(Collection entries)
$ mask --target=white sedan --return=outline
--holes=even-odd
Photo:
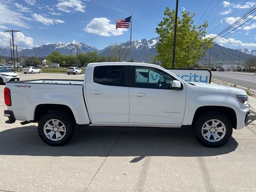
[[[67,72],[68,73],[68,75],[69,75],[71,73],[76,75],[78,73],[80,74],[82,74],[83,71],[78,67],[69,67],[68,69],[67,69]]]
[[[22,69],[22,72],[25,74],[27,73],[42,73],[42,70],[36,67],[27,67]]]
[[[0,67],[0,84],[11,81],[20,80],[20,77],[17,74],[11,72],[8,69]]]

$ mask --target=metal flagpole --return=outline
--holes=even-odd
[[[130,62],[132,60],[132,12],[131,13],[131,35],[130,39]]]

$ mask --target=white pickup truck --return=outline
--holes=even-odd
[[[202,144],[218,147],[228,141],[233,128],[243,128],[250,116],[244,91],[187,82],[145,63],[91,63],[84,81],[10,82],[4,92],[6,123],[38,122],[40,137],[53,146],[67,143],[76,126],[90,124],[189,126]]]

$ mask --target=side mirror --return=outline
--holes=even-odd
[[[174,80],[172,81],[172,84],[171,89],[172,90],[180,90],[181,88],[181,83],[180,81],[177,80]]]

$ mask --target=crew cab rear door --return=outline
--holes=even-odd
[[[105,64],[91,65],[86,69],[86,99],[93,122],[128,122],[129,88],[125,79],[128,67]]]
[[[171,75],[160,68],[130,64],[129,123],[180,124],[183,120],[186,90],[170,88]]]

• _Direction_: Render every line of the records above as a numbered list, leaving out blank lines and any pictures.

• _Correct response_:
1. $ mask --target=white sedan --return=outline
2. --holes=even-odd
3. Photo:
4. [[[67,72],[68,73],[68,75],[69,75],[71,73],[76,75],[78,73],[80,74],[82,74],[83,71],[78,67],[69,67],[68,69],[67,69]]]
5. [[[22,69],[22,72],[25,74],[27,73],[42,73],[42,70],[36,67],[27,67]]]
6. [[[0,67],[0,84],[11,81],[20,80],[20,77],[17,74],[11,72],[8,69]]]
7. $ mask --target=metal flagpole --return=outline
8. --holes=even-odd
9. [[[130,62],[132,60],[132,12],[131,13],[131,35],[130,39]]]
10. $ mask --target=white pickup truck --return=outline
11. --holes=even-odd
12. [[[202,144],[218,147],[228,141],[233,128],[243,128],[250,116],[244,91],[187,82],[145,63],[91,63],[84,81],[10,82],[4,92],[6,123],[38,122],[40,137],[53,146],[67,143],[76,126],[90,124],[189,126]]]
13. $ mask --target=side mirror --return=outline
14. --holes=even-odd
15. [[[174,80],[172,81],[172,84],[171,89],[172,90],[180,90],[181,88],[181,83],[180,81],[177,80]]]
16. $ mask --target=crew cab rear door --return=outline
17. --holes=even-odd
18. [[[105,64],[91,65],[86,69],[86,99],[93,122],[128,122],[129,88],[125,79],[128,67]]]
19. [[[171,75],[160,68],[130,64],[129,123],[180,124],[183,120],[186,90],[170,88]]]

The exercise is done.